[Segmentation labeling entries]
↓↓↓
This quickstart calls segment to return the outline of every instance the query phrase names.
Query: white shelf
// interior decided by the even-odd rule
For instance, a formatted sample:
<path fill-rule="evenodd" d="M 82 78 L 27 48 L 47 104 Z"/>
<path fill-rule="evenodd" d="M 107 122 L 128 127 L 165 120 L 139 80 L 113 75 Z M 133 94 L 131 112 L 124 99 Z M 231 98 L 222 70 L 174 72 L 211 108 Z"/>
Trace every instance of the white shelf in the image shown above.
↑↑↑
:: WHAT THE TASK REQUIRES ::
Lay out the lines above as a JSON list of strings, one string per line, omitting any blank lines.

:: EXERCISE OUTPUT ::
[
  "This quickstart calls segment to return the outline of every instance the query phrase names.",
  "Query: white shelf",
  "// interior decided by the even-odd rule",
  "For instance, a formatted sample:",
  "<path fill-rule=\"evenodd\" d=\"M 82 78 L 27 48 L 47 104 Z\"/>",
  "<path fill-rule=\"evenodd\" d=\"M 107 122 L 128 127 L 165 120 L 139 80 L 113 75 Z M 133 94 L 131 112 L 124 99 Z M 231 98 L 222 70 L 174 72 L 211 108 Z\"/>",
  "Trace every instance of the white shelf in the image shown above."
]